### Brief
Give back the full listing that follows exactly as it reads.

### Task data
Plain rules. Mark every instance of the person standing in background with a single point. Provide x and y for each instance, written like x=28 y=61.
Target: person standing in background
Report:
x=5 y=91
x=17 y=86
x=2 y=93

### Solution to this exercise
Plain rules. Mark every instance of the person standing in background with a single point. Provide x and y for each instance, written like x=28 y=61.
Target: person standing in background
Report:
x=5 y=91
x=17 y=86
x=2 y=93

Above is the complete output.